Please reproduce the stretch of the embeddings post below from "I'm going to" through "to 200 or so.", word for word.

Source passage ->
— Start —

That's one of the things we really need to improve documentation-wise. I'd
like to have a page for each embedding that talks about how it's generated,
what to watch out for while working with it, etc. etc.

I'm going to narrow in on the question of how to go about tweaking a model
that uses an embedding, since I think it's a really interesting topic.

To use your first example, let's say you're doing the image similarity task.
You probably wouldn't be computing the cosine distance on the embeddings
directly. You'd probably normalize and then do PCA to reduce the number of
dimensions to 200 or so.

If you weren't getting good results, you'd have a few options. You could
fiddle with the normalization and PCA steps, which can have a big effect. You
could also include other handcrafted features alongside the embedding. But
let's say you have a fundamental problem, like your similarity score is paying
too much attention to the background of your images rather than the
foreground.

— End —

[Some records]
— Start —

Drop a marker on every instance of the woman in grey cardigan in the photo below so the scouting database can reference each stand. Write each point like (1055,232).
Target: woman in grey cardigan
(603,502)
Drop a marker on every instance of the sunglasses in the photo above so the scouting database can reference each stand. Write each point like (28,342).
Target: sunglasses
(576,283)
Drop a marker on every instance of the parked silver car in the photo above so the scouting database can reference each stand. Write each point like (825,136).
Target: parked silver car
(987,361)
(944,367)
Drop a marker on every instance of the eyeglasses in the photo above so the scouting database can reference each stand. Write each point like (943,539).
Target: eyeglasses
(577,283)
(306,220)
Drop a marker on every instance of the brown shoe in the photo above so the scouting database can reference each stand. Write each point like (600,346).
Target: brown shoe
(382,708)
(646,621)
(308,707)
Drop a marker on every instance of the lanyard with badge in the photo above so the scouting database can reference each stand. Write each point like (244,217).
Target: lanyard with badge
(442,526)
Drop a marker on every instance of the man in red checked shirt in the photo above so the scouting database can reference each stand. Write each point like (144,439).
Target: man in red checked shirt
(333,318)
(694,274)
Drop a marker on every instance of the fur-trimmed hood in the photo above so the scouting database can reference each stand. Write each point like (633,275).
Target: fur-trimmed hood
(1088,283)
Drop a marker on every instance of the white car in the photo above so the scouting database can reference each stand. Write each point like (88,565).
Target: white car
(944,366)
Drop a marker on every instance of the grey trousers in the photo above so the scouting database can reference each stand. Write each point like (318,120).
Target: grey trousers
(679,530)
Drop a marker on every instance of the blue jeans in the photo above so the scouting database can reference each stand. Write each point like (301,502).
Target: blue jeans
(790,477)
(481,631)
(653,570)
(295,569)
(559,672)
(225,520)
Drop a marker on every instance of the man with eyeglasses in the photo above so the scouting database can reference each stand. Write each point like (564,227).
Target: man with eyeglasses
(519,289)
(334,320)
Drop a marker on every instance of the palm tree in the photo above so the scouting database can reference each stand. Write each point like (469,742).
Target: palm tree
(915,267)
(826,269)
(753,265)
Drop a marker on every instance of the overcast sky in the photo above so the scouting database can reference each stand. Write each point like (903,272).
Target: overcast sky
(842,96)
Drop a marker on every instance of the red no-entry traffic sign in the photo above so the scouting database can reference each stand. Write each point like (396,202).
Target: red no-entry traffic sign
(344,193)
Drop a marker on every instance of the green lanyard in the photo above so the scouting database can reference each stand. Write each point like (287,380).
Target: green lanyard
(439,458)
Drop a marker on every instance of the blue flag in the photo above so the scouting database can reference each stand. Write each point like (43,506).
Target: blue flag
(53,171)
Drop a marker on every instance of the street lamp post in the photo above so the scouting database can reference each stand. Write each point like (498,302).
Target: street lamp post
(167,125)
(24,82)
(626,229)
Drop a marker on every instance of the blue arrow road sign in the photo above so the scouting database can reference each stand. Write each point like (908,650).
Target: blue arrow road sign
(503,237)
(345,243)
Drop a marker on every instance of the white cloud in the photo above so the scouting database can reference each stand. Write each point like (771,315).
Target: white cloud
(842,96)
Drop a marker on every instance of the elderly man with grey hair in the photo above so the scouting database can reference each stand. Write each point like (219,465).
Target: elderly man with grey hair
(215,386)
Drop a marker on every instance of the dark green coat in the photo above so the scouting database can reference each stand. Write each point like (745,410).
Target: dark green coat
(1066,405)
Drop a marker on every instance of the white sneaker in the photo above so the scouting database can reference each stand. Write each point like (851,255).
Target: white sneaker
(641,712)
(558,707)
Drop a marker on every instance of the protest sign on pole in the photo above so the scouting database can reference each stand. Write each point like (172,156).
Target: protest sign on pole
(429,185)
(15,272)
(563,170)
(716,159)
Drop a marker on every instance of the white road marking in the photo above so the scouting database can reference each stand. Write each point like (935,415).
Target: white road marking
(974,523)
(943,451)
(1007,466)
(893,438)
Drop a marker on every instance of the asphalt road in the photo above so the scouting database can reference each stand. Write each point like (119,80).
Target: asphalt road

— End —

Solution for this task ->
I'm going to narrow in on the question of how to go about tweaking a model
that uses an embedding, since I think it's a really interesting topic.

To use your first example, let's say you're doing the image similarity task.
You probably wouldn't be computing the cosine distance on the embeddings
directly. You'd probably normalize and then do PCA to reduce the number of
dimensions to 200 or so.